**Collected data entries**:
* Start *
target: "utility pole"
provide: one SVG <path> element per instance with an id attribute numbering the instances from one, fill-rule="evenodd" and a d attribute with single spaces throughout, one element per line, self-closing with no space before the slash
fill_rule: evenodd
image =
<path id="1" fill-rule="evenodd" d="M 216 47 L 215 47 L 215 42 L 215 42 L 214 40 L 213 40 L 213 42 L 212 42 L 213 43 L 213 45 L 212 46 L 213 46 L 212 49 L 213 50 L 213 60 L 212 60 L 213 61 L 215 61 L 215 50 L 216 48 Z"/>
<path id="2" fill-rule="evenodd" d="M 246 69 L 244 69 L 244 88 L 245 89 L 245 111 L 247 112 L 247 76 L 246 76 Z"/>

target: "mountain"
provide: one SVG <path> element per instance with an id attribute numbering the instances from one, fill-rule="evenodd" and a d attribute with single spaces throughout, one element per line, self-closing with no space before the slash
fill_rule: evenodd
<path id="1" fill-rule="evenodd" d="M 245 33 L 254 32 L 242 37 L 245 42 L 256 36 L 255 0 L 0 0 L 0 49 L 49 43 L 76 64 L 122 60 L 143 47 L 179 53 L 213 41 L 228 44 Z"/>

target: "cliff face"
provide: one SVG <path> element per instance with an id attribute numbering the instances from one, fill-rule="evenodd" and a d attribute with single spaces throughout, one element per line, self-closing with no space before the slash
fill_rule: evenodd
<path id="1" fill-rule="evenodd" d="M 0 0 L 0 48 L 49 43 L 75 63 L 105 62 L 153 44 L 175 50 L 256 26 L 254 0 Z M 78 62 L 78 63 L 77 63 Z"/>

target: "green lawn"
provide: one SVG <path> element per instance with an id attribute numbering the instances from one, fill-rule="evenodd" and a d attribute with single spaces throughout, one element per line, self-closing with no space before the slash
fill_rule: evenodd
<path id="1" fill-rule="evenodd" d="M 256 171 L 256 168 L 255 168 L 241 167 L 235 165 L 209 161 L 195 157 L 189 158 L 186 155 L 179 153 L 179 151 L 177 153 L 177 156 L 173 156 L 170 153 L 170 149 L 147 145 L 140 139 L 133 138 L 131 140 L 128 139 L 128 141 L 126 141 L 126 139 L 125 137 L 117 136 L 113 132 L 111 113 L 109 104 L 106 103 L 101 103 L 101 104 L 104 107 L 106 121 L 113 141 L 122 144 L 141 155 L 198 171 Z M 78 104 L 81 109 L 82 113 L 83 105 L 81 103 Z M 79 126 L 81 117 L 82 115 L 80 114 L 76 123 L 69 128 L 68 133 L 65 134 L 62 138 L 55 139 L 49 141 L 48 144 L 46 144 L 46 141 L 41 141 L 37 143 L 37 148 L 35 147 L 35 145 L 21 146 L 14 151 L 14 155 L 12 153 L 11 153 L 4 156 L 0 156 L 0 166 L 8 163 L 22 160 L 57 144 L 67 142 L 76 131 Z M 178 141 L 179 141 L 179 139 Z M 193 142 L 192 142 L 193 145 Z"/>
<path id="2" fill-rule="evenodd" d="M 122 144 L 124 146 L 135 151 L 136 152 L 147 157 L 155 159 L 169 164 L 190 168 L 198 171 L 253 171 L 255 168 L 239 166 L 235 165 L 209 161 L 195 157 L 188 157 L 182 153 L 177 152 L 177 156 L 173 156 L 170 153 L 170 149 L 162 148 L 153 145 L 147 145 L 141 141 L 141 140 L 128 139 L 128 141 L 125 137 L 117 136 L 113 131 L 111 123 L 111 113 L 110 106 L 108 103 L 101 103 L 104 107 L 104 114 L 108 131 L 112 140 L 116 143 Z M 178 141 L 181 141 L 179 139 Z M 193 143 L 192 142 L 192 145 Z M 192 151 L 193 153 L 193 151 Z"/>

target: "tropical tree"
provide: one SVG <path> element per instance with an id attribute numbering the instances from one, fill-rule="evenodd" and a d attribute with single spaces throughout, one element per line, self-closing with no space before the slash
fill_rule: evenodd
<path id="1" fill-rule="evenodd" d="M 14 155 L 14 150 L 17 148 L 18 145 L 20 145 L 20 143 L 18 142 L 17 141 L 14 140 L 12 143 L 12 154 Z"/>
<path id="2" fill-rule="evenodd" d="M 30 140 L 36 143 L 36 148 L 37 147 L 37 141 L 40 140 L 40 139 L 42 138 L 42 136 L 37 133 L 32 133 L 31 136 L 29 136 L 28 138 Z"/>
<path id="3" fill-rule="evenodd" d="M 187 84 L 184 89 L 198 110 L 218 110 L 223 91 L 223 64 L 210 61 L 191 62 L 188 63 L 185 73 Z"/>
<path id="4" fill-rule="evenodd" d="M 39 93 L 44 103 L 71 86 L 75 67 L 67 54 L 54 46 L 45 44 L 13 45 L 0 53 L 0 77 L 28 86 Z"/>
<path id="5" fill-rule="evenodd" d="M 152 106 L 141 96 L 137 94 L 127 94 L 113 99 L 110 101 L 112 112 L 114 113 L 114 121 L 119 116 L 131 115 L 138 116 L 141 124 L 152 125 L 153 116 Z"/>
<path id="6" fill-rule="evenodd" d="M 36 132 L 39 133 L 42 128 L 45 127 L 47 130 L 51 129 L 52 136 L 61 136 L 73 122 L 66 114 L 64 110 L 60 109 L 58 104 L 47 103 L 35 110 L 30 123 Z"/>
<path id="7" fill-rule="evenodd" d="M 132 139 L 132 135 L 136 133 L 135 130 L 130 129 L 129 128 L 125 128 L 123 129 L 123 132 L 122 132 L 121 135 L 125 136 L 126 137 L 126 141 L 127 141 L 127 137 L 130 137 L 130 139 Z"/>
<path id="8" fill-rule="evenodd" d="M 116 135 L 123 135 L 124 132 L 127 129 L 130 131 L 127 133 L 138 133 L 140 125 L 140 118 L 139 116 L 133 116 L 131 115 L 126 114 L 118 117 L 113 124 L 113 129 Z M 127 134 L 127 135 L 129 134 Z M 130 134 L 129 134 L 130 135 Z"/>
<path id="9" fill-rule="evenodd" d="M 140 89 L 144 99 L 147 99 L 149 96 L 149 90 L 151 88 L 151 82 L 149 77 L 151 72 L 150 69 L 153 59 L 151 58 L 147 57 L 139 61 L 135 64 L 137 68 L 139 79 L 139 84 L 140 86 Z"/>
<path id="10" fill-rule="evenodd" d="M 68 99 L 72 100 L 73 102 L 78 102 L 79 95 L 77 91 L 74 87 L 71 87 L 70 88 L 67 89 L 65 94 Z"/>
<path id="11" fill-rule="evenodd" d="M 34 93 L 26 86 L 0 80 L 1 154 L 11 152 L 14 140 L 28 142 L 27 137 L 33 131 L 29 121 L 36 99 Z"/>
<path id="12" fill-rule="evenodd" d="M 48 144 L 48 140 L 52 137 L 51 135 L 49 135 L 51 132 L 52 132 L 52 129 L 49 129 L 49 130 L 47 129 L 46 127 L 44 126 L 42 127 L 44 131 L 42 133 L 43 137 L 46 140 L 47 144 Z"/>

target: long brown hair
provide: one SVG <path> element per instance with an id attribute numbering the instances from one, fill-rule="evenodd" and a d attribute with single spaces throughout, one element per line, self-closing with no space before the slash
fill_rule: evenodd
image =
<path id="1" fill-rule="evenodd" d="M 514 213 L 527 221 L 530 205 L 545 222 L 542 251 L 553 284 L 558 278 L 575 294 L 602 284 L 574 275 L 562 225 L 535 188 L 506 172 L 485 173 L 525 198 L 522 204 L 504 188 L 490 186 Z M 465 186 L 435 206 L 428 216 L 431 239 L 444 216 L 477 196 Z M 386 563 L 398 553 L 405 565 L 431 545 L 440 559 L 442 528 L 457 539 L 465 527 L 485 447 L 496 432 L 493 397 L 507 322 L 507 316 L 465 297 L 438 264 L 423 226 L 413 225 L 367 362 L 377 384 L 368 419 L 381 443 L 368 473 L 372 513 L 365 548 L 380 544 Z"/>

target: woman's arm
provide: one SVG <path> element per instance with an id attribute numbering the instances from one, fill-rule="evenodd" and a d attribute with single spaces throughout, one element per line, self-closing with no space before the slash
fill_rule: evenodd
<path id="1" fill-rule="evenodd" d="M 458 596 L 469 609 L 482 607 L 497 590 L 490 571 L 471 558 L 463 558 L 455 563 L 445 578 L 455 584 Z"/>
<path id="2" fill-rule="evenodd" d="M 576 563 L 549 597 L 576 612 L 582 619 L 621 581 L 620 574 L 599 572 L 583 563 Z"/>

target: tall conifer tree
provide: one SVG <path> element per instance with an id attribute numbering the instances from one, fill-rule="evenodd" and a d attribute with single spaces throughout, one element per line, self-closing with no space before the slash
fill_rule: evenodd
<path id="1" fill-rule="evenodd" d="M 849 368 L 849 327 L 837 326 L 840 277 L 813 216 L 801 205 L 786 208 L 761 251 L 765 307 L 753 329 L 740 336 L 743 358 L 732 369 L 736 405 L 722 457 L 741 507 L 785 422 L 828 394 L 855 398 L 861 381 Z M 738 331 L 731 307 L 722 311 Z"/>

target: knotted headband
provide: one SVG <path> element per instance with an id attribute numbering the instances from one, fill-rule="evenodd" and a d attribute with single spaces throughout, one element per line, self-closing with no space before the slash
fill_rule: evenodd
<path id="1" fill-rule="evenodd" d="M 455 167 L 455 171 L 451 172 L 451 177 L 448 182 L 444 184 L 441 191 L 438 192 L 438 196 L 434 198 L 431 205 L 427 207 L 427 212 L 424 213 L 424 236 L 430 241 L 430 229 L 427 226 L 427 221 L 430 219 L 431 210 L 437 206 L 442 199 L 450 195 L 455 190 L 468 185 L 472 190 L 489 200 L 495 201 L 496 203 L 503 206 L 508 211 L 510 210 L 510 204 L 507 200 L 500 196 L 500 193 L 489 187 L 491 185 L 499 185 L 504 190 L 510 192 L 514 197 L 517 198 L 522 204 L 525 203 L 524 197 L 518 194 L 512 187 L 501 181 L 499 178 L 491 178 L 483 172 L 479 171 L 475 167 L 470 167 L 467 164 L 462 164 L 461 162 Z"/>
* End *
**What needs to be done**:
Report how many of the lines above contain the string "target". Reply with the number alone.

**Result**:
9